• _Passage_:

And when I am heart is so heavy with grief and disappointment, I can do something goofy by writing about ceiling ninjas, pirates, or Steven Tyler. Maybe I can make someone smile—or even myself. Life is mean. We have to fight back if we’re going to help others get out of it alive.

And by alive, I do mean make it to eternity. Fighting back means using words to bless, not curse. Fighting back means trying to find the good in people, even when all they have to show is the bad.

Fighting back means not giving into peer pressure, the kind kids go through when they choose to go on a church retreat instead of a party…or the kind adults go through when they refuse to gossip during prayer meetings when their friends bring up so-called “needs.”

Fighting back means letting go of the ego and, instead, offering compassion. Fighting back means standing up to the bullies out there.

Fighting back also means letting go of the fear of being who God has called you to be. I just hope I don’t develop a taste for locusts and wild honey. But I sure do like Steven Tyler’s hair.

Don’t be surprised if the next time you see me I’m wearing feathers in mine.

9-11 and Reckless Abandon

I was bouncing on and off Twitter when I saw a tweet from Ellen Hopkins that challenged writers to blog about our freedoms. Actually, I had been thinking about doing so already, but I was a bit hesitant because I have a strong conviction that I should use my words to bless, not to curse. Not that I would ever use my blog to curse, but we all know how easily words can be misconstrued. How ironic I should say that considering this blog is about transparency.

• _Stored rows_:
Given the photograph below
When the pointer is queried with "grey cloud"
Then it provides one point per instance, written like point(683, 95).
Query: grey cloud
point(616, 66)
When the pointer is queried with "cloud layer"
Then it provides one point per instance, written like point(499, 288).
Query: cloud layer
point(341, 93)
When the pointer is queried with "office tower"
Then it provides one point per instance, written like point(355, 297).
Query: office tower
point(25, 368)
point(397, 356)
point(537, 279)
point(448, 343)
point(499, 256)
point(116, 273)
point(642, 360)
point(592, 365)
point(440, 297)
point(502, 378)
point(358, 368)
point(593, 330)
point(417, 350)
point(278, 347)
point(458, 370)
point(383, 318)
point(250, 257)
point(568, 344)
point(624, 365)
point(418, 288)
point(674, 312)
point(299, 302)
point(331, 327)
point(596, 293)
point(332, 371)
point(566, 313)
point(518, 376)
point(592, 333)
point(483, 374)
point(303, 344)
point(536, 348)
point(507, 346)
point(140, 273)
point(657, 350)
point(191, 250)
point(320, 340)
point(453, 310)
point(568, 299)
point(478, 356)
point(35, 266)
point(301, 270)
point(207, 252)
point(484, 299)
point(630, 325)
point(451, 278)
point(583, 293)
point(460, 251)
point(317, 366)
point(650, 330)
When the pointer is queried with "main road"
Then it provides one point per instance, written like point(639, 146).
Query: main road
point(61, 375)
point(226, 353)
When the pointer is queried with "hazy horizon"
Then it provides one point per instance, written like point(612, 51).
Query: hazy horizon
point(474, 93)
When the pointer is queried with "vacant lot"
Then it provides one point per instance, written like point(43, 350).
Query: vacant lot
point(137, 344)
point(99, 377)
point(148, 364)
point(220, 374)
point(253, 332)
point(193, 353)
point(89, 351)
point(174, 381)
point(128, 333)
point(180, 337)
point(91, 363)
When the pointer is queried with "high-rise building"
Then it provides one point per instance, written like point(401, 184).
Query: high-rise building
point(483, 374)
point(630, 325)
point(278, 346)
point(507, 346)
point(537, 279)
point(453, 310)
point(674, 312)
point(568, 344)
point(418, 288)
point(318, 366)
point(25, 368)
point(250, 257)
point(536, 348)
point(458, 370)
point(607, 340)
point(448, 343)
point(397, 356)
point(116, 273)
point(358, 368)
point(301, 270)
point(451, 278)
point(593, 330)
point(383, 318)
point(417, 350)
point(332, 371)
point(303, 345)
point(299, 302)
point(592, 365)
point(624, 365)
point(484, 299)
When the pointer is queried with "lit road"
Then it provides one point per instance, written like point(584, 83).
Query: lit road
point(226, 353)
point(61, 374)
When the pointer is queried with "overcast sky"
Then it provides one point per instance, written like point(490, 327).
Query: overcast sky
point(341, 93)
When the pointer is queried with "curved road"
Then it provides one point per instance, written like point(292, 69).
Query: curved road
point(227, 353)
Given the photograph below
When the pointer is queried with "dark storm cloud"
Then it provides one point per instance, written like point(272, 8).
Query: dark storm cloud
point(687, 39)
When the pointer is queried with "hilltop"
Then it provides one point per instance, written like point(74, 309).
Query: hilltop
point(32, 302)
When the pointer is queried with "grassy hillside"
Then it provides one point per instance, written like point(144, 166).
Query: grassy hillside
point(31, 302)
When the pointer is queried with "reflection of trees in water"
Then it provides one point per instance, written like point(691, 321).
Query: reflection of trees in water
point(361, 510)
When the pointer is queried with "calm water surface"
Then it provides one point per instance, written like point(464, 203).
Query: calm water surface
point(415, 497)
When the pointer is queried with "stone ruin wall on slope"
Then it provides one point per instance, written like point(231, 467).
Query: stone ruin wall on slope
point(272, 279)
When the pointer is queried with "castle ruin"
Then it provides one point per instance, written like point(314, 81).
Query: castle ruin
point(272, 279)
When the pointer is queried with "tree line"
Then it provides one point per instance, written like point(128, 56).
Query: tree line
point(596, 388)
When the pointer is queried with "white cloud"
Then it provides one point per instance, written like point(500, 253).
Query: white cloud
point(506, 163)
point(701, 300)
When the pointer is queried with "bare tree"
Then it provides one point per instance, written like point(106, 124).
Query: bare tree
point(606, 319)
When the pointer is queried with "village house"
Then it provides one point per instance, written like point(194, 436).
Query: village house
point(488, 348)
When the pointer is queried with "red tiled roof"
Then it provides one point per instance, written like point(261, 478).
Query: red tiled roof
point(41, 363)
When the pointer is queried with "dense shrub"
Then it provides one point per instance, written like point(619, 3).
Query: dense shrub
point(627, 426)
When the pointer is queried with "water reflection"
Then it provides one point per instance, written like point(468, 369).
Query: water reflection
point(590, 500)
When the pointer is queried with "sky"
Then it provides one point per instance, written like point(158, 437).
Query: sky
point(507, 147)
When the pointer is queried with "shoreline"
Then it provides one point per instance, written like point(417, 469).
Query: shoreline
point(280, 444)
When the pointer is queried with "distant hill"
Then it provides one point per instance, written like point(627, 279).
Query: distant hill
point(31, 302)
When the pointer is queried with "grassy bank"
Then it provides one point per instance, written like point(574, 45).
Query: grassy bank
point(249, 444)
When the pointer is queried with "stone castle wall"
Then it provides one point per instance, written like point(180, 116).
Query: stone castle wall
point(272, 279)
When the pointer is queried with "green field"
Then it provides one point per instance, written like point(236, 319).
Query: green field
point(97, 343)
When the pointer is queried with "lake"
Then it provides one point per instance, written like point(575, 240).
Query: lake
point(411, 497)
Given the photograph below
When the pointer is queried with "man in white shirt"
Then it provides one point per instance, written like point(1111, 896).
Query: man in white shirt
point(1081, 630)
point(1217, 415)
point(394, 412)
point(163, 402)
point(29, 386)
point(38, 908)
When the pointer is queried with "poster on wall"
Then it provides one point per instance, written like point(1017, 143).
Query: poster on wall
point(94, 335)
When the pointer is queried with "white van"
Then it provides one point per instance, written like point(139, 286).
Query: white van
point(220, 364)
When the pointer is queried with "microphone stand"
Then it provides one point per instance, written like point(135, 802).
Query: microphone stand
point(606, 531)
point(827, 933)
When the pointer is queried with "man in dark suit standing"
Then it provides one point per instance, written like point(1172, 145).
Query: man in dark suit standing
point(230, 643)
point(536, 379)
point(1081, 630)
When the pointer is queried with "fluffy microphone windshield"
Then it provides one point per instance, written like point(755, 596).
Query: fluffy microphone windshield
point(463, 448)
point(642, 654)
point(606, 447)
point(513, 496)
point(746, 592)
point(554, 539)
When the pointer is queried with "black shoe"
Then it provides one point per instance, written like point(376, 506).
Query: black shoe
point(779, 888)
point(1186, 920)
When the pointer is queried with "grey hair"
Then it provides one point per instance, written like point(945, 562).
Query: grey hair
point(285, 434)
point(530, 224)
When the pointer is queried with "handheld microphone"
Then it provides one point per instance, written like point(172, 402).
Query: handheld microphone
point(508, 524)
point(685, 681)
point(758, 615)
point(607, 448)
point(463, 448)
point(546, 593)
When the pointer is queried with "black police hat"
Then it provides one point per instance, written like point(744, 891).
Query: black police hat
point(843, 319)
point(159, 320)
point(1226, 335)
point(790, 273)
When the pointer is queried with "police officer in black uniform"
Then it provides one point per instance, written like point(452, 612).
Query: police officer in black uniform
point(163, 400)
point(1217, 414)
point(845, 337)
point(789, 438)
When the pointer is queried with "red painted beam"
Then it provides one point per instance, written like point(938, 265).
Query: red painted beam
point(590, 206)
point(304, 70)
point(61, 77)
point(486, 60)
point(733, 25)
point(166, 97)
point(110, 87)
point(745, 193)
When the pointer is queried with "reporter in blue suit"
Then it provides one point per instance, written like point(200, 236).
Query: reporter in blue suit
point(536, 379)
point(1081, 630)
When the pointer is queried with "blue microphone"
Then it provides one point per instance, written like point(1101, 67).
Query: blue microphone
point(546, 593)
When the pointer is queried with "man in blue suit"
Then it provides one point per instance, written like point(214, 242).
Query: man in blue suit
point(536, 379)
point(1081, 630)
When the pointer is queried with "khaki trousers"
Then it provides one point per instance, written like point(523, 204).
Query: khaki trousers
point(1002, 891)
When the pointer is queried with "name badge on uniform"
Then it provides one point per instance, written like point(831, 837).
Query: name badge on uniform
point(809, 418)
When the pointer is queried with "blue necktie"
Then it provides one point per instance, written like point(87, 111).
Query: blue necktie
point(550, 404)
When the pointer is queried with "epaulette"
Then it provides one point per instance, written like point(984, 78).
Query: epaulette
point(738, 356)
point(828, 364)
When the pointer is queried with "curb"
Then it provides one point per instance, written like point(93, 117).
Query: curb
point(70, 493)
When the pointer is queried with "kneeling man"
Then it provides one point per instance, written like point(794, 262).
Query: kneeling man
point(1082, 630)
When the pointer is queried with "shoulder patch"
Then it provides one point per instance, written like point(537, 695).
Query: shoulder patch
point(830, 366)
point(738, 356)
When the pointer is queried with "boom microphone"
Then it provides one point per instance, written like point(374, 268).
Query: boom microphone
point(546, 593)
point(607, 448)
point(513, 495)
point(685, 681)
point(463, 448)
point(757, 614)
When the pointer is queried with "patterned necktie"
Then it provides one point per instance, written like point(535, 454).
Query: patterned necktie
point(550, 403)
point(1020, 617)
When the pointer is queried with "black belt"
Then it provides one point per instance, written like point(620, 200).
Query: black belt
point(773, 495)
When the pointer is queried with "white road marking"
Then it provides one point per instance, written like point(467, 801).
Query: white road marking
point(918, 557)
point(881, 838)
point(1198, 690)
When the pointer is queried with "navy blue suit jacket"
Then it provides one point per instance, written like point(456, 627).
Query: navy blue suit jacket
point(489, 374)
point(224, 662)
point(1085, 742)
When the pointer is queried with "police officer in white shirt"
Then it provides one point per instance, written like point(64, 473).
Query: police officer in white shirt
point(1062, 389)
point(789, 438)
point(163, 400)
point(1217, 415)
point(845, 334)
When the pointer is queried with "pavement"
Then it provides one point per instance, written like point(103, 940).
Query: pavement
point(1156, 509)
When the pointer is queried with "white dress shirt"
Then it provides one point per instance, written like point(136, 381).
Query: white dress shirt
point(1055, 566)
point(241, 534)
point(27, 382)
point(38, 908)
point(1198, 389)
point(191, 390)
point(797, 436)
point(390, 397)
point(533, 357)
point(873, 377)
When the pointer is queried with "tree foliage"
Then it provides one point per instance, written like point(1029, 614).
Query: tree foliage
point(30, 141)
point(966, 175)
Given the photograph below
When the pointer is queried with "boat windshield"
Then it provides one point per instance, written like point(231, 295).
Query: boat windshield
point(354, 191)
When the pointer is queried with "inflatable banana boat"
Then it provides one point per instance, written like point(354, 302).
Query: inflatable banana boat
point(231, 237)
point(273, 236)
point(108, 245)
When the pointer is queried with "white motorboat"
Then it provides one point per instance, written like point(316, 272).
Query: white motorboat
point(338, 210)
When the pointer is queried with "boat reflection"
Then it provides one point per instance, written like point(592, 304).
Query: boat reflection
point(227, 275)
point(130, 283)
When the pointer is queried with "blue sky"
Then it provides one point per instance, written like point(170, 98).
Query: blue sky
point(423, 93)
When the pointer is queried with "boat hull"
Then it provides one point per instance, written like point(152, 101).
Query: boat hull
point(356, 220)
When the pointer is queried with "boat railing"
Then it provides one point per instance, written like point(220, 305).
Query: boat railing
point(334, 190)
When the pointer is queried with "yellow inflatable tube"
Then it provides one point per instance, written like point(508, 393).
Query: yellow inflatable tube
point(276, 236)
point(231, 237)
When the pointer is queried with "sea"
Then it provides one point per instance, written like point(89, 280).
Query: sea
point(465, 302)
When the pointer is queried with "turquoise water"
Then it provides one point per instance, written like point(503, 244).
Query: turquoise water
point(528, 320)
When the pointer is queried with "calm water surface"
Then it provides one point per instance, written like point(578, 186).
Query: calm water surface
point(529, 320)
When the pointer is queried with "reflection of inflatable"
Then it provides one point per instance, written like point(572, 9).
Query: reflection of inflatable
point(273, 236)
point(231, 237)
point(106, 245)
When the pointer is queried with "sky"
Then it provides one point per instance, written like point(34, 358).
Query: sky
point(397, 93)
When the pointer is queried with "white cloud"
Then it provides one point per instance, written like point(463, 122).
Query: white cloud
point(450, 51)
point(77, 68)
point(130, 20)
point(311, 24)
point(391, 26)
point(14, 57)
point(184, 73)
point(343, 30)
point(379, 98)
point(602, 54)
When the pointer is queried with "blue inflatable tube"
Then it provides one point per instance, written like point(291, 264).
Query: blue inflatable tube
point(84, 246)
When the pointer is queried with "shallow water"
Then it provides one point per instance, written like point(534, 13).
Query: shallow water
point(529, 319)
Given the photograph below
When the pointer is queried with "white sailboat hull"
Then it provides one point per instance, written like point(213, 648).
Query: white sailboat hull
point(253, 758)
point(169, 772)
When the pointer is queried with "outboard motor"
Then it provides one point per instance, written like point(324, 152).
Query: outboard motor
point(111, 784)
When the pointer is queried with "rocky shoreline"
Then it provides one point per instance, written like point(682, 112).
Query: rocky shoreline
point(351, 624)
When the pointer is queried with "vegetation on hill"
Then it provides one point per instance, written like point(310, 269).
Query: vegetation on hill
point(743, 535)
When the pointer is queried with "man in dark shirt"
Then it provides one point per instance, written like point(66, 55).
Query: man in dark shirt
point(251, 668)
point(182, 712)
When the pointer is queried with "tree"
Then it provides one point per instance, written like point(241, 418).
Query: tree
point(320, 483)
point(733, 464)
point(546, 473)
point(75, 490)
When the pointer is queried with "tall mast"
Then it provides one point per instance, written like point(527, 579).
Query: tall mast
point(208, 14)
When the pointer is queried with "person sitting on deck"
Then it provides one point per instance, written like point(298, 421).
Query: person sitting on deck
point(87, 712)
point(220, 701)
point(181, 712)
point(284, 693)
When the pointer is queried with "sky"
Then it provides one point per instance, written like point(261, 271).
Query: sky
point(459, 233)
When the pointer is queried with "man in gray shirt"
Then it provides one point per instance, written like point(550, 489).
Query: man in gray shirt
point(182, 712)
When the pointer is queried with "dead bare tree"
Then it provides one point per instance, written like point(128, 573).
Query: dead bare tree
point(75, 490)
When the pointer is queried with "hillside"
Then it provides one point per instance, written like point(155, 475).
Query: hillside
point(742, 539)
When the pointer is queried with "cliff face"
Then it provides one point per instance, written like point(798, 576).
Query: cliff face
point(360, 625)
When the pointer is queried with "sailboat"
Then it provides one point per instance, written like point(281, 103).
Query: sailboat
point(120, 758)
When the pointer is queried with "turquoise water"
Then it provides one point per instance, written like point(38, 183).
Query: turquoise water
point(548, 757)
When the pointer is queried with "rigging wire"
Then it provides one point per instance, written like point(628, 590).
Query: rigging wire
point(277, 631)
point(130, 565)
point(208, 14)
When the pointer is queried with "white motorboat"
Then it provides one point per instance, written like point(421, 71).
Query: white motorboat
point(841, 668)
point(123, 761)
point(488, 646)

• _Written instruction 1_:
According to the passage about fighting back, who posted a tweet challenging writers to blog about their freedoms?
• _Written instruction 2_:
Pick up the passage about fighting back and freedom after its final sentence and keep writing it.
The listing comes from a different source than the passage.

• _Exercise answer 1_:
Ellen Hopkins

• _Exercise answer 2_:
Transparency? The word is probably not what you would consider when you think of 9-11 and freedom, but I am thankful that I have the God-given right—and I do mean God-given—to be transparent –to be me, to not worry about whether I measure up to somebody else’s perception of  who I should be. I am who I am. God gave me free will. However, I willingly gave up the right to make decisions for myself because I wanted an omnipotent God of infinite love to tell me what is best for my life. Not everyone has made that decision.

If I am doing what I’m supposed to be doing, that is keeping a close, daily dialogue with my creator, then I shouldn’t worry that I will compromise my integrity. Am I tempted? Of course. Do I mess up? Sadly, yes. We all do. It’s easy to turn a deaf ear to the still small voice when there’s something we want that doesn’t fit in with God’s current plan. But if we return to our daily, never ceasing dialogue, then we will do what it takes to make our relationship right again.

When I grew up, I thought that for people to become Christians, they had to dress a certain way, wear their hair a certain way, talk a certain way, listen to certain types of music. This perception became quite confusing to me after several people professing to be Christian contradicted one other with their rules. Who was right, I often wondered. Then I went straight to the source—the Bible—and found the answer. God is right. God doesn’t place an emphasis on the outward appearance. He goes straight to the heart.

What matters most to God is love.

So my blog about transparency could just as easily be a blog about love. The freedom I am most thankful for is my freedom to love with reckless abandon. And I do.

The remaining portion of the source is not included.